---------- Passage shown ----------

Q. In towns and cities what is the main cause of pollution of drinking water sources?
A. The major source of pollution in towns and cities is rainwater that flows into street catch basins (called urban runoff or stormwater runoff). While the rainwater alone is not necessarily harmful, it frequently carries untreated waste products from our streets and yards directly to rivers, lakes, and streams- our drinking water sources.
Q. Why does drinking water often look cloudy when first taken from a faucet and then clear up?
A. The cloudy water is caused by tiny air bubbles in the water similar to the gas bubbles in carbonated soft drinks. After a while, the bubbles rise to the top and are gone. This type of cloudiness occurs more often in the winter, when the drinking water is cold.
Q. Why is some drinking water stored in large tanks high above the ground?
A. Two reasons. First, this type of water storage ensures that water pressure and water volume are sufficient enough to fight fires, even if the electricity that normally pumps water is turned off. The second reason is to provide an extra source of drinking water during the day when water use is high. The water storage tanks are refilled at night when drinking water use is low.
These questions and answer above are from Plain Talk about Drinking Water: Questions and Answers About the Water You Drink by Dr. James M. Symons, published by American Water Works Association, copyright 1997
Q. Why does chilled tap water taste better than water straight from the tap?
A. Water that is refrigerated overnight in a sealed container does taste better as it has been given time to settle. We recommend keeping a jug of water at all times in the refrigerator. This also gives you the benefit of always having a cool drink of water.

---------- Raw data ----------

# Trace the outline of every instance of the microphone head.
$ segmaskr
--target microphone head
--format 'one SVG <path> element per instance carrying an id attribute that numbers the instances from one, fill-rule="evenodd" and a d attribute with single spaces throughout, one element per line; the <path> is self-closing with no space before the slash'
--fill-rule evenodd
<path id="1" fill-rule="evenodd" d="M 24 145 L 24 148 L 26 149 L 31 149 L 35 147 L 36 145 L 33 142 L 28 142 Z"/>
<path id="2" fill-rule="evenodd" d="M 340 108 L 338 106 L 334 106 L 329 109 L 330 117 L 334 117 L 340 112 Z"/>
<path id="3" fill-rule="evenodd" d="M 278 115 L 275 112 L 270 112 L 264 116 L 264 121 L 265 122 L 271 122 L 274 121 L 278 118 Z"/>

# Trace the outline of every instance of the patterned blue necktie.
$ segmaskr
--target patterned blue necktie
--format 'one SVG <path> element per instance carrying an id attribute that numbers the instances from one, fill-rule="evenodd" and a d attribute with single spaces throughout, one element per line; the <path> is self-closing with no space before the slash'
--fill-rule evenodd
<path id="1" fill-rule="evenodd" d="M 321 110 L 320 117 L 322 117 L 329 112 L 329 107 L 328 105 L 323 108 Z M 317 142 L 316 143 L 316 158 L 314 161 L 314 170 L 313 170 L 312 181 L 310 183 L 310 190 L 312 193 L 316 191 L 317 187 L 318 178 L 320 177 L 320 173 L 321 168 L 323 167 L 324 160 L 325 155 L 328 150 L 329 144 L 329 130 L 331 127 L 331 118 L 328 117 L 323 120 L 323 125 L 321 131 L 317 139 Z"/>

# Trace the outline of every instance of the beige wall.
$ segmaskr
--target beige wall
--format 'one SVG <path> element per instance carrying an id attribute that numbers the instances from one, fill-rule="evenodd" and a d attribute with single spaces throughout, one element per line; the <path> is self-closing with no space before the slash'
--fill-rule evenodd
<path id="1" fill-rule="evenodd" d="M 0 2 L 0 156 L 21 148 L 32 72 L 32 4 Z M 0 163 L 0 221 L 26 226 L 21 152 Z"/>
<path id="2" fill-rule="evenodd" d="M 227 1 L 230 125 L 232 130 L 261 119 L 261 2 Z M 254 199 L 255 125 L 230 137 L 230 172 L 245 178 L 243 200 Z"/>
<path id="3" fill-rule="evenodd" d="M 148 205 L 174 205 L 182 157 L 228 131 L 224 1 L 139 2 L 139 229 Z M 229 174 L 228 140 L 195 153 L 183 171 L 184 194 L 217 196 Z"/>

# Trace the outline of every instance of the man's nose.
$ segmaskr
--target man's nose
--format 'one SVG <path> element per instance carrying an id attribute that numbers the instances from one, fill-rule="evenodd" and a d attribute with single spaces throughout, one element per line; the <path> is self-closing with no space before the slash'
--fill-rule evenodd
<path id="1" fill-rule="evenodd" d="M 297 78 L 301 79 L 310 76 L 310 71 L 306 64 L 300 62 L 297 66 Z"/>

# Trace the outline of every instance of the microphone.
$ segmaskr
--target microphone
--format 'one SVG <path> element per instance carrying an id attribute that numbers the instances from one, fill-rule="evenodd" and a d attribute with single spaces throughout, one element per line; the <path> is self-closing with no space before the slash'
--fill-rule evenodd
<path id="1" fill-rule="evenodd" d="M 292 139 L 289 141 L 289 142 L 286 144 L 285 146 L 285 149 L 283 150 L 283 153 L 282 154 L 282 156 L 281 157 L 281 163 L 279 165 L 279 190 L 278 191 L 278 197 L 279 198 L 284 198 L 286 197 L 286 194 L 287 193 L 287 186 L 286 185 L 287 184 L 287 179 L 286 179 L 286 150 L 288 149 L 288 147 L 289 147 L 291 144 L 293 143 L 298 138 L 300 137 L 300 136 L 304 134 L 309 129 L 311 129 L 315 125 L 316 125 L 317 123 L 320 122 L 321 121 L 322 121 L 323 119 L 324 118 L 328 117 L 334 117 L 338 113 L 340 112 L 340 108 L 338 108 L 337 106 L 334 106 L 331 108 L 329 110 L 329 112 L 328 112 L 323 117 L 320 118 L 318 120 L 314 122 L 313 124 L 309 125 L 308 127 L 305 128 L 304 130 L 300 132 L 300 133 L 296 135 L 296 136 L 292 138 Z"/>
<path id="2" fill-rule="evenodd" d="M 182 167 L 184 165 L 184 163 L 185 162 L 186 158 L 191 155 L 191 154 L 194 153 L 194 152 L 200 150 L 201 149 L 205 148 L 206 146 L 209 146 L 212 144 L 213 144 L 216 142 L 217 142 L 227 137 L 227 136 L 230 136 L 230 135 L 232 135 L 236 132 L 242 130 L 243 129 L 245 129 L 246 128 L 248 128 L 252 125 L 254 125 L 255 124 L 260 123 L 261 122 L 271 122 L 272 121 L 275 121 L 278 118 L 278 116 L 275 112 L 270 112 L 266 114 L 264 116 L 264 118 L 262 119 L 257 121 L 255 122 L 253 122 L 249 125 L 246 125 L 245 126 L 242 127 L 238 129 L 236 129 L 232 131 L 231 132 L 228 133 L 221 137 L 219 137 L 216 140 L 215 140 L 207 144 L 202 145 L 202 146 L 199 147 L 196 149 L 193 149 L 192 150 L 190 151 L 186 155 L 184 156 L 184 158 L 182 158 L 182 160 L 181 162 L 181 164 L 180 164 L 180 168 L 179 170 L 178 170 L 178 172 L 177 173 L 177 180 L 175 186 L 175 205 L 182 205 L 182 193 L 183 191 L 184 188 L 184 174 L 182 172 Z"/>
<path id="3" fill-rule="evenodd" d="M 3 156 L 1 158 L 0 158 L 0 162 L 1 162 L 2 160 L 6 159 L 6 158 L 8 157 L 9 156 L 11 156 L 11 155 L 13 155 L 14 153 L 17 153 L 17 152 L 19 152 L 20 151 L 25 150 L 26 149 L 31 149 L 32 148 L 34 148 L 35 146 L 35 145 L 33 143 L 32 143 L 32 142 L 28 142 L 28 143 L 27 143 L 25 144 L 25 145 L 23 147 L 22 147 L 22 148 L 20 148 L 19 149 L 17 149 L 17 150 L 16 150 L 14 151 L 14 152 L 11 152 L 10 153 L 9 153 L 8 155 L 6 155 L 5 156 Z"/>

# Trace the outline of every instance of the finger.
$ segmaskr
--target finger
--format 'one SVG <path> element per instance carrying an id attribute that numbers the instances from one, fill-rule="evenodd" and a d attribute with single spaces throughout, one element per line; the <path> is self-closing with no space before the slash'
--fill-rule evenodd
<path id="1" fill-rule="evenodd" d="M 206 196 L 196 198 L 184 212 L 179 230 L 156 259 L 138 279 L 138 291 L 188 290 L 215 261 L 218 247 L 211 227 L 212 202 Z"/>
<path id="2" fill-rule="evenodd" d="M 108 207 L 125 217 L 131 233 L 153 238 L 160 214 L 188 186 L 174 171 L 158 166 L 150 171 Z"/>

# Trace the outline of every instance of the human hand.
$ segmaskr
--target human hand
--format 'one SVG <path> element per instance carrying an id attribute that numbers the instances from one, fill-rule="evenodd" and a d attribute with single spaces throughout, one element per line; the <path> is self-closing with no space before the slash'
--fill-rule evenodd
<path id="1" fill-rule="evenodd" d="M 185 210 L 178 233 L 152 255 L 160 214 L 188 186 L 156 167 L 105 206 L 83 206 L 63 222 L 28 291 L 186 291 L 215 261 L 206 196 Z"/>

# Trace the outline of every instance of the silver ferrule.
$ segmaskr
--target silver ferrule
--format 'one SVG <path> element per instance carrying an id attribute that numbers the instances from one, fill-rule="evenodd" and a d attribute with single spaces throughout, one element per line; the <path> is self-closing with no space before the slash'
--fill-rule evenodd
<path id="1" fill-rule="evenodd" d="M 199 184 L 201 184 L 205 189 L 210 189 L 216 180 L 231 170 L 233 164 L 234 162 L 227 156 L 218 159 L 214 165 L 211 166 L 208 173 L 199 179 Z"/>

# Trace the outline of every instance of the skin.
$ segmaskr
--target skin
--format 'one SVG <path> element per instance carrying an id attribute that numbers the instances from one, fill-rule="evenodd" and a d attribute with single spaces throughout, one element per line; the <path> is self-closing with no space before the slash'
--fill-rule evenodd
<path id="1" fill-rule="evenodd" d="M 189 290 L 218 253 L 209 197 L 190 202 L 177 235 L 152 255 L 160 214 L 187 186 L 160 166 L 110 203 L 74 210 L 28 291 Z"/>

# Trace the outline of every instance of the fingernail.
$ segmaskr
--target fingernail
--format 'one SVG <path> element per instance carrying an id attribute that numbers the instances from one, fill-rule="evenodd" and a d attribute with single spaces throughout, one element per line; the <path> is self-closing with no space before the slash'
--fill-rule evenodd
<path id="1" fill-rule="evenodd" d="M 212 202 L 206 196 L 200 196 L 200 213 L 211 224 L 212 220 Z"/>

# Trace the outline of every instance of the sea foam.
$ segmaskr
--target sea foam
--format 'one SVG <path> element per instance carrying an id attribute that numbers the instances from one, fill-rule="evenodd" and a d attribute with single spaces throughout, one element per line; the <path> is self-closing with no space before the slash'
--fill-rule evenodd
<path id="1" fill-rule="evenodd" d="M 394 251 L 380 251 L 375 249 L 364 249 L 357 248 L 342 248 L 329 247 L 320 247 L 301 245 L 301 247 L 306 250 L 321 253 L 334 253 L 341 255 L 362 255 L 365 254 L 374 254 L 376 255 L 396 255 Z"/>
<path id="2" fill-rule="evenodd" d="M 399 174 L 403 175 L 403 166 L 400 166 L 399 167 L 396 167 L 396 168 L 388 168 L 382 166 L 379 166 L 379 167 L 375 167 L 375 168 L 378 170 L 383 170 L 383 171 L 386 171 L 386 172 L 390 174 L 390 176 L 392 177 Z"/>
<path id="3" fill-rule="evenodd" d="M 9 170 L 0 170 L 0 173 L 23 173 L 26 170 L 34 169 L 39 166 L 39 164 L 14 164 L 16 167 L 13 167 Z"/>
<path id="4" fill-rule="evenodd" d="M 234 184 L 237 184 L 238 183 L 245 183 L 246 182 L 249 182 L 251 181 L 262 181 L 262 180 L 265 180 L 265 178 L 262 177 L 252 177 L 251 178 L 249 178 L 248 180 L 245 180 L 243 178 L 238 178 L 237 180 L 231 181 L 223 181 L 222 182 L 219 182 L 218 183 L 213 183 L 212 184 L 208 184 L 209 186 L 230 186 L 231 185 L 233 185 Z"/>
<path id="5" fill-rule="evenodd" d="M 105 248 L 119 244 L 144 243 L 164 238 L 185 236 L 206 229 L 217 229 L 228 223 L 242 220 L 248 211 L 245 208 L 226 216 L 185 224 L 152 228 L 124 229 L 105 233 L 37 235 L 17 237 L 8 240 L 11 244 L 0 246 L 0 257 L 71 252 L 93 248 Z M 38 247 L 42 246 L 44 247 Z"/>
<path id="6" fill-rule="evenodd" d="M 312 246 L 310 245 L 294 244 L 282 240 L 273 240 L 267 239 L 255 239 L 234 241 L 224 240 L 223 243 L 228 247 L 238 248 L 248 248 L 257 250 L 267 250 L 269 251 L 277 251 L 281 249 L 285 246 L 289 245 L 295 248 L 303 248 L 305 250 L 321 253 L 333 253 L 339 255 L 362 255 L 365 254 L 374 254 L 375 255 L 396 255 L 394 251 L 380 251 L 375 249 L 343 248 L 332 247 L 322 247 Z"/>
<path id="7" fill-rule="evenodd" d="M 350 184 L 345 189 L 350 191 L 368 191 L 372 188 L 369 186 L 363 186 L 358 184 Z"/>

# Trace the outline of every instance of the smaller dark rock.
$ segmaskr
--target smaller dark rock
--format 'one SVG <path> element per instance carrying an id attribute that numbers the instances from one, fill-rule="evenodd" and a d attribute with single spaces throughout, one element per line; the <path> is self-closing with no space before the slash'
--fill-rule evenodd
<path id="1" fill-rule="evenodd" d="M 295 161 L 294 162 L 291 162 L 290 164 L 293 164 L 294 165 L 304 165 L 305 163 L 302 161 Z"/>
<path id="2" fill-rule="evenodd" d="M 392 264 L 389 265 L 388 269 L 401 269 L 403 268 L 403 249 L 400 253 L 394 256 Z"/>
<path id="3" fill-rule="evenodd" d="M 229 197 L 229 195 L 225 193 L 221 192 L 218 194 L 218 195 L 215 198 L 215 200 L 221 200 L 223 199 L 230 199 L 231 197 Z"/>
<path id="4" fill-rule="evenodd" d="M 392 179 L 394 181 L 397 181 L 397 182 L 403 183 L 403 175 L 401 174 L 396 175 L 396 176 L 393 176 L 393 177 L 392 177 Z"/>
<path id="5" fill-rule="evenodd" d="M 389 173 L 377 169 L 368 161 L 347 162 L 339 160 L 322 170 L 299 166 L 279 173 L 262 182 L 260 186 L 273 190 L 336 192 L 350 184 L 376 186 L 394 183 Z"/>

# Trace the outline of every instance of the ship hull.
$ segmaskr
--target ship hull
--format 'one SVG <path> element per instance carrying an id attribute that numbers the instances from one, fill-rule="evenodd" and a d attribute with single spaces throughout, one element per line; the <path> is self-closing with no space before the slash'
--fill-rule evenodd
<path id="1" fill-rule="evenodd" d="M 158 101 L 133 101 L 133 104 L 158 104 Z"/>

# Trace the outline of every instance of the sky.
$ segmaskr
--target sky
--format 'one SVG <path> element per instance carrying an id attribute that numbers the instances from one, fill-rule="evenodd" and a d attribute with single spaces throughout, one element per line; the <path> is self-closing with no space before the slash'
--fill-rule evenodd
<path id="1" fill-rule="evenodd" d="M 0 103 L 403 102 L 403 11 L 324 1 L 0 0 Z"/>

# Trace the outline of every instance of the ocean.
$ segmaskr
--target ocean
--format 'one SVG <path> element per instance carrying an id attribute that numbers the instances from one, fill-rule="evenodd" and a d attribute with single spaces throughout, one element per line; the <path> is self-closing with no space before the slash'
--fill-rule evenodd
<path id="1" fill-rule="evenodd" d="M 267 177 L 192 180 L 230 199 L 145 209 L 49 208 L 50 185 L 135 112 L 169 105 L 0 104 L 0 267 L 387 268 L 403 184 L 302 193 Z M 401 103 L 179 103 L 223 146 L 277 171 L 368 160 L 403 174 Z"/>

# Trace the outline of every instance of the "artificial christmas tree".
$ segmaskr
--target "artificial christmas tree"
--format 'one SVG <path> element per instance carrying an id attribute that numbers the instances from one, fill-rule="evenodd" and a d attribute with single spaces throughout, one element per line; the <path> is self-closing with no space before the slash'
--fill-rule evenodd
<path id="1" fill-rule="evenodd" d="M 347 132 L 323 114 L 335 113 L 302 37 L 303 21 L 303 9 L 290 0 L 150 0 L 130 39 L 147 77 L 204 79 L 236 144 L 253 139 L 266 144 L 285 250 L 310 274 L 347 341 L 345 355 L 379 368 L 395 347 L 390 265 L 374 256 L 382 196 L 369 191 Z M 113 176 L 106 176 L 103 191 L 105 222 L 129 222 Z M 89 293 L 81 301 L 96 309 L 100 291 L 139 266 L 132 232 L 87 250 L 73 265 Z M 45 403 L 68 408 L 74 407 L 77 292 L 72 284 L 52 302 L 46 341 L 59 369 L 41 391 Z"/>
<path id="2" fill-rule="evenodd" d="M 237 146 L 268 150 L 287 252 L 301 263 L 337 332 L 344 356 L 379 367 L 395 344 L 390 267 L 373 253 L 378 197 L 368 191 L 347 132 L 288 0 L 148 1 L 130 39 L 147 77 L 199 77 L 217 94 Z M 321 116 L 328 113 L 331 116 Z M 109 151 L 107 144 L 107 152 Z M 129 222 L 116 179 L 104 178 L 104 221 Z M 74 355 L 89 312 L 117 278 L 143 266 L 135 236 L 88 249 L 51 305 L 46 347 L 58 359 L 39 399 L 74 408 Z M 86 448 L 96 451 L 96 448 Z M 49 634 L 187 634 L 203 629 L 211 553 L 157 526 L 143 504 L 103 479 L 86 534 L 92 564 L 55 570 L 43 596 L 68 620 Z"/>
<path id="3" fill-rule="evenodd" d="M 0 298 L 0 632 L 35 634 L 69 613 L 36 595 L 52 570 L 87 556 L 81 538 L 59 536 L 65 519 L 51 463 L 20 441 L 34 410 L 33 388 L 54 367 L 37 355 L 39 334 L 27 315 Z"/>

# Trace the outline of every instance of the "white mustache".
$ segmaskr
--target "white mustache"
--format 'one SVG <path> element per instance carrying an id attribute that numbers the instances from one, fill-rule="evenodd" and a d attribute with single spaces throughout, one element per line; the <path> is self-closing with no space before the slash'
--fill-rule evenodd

----------

* **What is being asked**
Please give everything in the drinking water Q&A from "A. The major" down to "drinking water sources." again, swapping "catch basins" for "storm drains".

* **Response below**
A. The major source of pollution in towns and cities is rainwater that flows into street storm drains (called urban runoff or stormwater runoff). While the rainwater alone is not necessarily harmful, it frequently carries untreated waste products from our streets and yards directly to rivers, lakes, and streams- our drinking water sources.